◆ Work to be completed: Reproduce the lines from the line containing "Where can you see the picnic" through the line containing "<point>654,600</point>", substituting "garden bench" for "picnic table" and leaving everything else unchanged.

◆ Information provided:
** start **
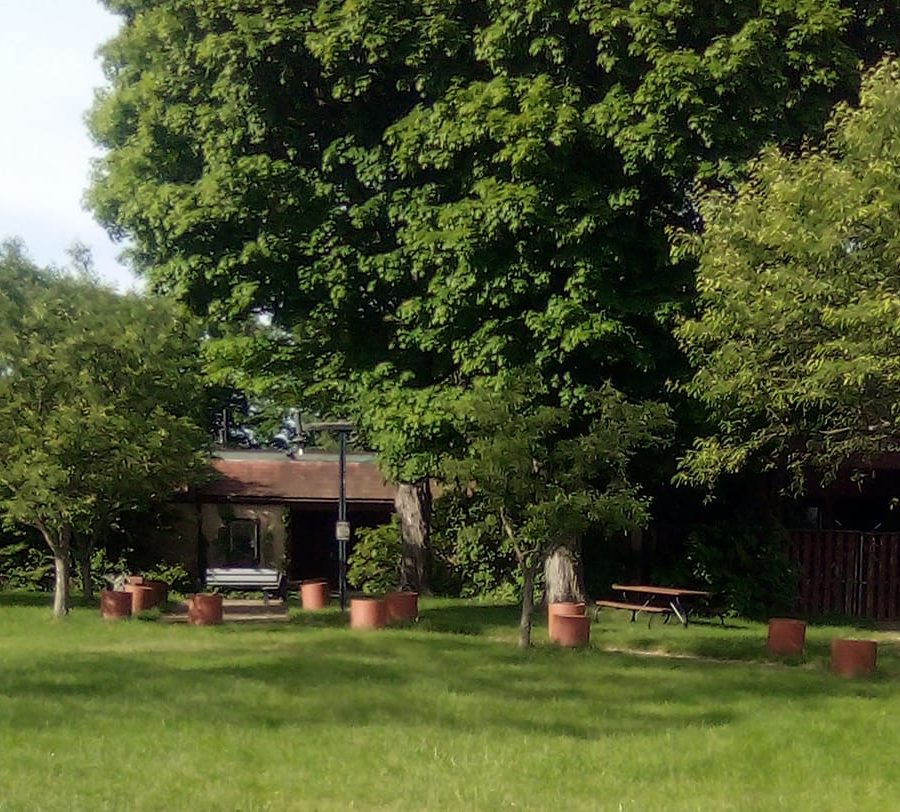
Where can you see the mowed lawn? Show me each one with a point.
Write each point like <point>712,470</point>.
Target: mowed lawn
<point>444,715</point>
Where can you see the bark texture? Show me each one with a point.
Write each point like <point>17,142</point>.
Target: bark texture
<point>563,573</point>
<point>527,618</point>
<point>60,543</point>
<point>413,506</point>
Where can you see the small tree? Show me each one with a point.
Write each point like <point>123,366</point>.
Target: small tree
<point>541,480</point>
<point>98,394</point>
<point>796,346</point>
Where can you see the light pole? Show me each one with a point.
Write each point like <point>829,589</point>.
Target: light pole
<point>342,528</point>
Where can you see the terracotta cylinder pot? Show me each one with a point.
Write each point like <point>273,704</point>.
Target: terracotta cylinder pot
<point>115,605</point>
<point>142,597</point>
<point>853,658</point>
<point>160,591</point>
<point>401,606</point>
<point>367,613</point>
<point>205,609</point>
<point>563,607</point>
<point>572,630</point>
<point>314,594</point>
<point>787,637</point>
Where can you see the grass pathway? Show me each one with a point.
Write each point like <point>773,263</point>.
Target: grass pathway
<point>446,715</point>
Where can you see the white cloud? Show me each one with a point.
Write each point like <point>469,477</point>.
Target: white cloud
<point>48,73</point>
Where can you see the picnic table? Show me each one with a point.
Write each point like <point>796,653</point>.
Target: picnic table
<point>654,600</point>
** end **
** start **
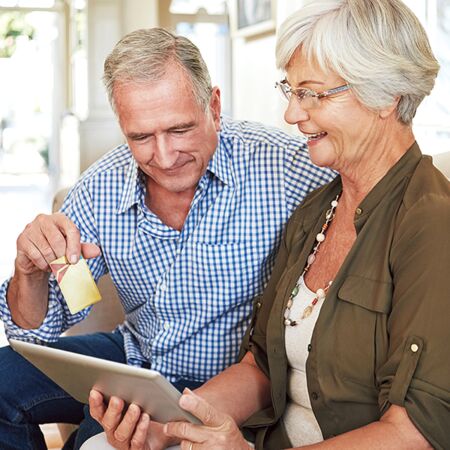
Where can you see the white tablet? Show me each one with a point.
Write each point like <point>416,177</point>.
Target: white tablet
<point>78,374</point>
** end **
◆ Finished task:
Where can you see the garden bench? Show me each one with a point.
Write each point like <point>796,653</point>.
Target: garden bench
<point>654,600</point>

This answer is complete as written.